**Task item**
Gather all lines in the entries that include the word "shorts".

Given entries section start

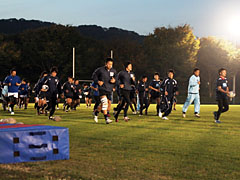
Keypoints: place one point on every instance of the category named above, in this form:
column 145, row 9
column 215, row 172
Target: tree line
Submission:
column 33, row 51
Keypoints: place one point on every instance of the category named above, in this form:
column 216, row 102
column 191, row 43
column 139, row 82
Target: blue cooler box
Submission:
column 30, row 143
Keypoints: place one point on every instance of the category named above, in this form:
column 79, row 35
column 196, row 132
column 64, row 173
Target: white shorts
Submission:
column 13, row 94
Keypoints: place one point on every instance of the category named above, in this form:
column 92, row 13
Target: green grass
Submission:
column 144, row 148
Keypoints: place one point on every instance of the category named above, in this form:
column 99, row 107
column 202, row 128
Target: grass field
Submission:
column 144, row 148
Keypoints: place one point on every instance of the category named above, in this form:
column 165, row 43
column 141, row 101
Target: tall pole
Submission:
column 73, row 62
column 112, row 58
column 112, row 54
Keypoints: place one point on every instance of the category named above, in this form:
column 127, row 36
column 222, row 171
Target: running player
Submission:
column 105, row 77
column 13, row 82
column 68, row 90
column 143, row 95
column 169, row 88
column 87, row 93
column 222, row 91
column 23, row 93
column 77, row 94
column 125, row 79
column 51, row 85
column 155, row 91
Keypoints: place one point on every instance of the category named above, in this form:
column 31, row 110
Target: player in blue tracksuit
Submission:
column 169, row 88
column 23, row 93
column 193, row 93
column 13, row 82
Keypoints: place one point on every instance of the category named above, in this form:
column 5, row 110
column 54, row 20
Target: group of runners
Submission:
column 106, row 80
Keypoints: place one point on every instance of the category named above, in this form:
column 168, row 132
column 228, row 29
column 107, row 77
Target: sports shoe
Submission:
column 160, row 114
column 108, row 121
column 96, row 119
column 164, row 118
column 126, row 119
column 197, row 115
column 215, row 115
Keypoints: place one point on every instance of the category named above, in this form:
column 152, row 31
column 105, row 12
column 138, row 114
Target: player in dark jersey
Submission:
column 143, row 95
column 154, row 87
column 51, row 85
column 68, row 90
column 169, row 88
column 29, row 94
column 222, row 91
column 125, row 80
column 105, row 77
column 40, row 95
column 13, row 82
column 133, row 98
column 23, row 93
column 96, row 97
column 87, row 92
column 77, row 94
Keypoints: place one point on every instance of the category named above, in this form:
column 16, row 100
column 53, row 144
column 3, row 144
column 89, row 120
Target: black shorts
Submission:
column 42, row 95
column 132, row 95
column 76, row 97
column 105, row 93
column 69, row 96
column 155, row 96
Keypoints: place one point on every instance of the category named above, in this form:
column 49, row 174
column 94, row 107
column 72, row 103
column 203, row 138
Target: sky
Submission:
column 207, row 17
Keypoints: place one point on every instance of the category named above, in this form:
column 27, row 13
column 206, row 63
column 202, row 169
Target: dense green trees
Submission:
column 33, row 51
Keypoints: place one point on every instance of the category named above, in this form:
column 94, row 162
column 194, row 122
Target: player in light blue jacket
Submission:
column 193, row 93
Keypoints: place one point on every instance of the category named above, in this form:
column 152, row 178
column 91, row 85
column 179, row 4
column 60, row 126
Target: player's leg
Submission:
column 197, row 105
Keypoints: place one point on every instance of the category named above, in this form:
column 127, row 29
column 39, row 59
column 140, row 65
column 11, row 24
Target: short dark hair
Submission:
column 108, row 59
column 126, row 64
column 171, row 70
column 44, row 72
column 156, row 73
column 196, row 69
column 220, row 70
column 54, row 69
column 144, row 76
column 13, row 69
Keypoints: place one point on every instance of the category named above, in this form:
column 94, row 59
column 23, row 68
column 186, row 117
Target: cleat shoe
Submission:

Given entries section end

**Answer box**
Target: white shorts
Target: black shorts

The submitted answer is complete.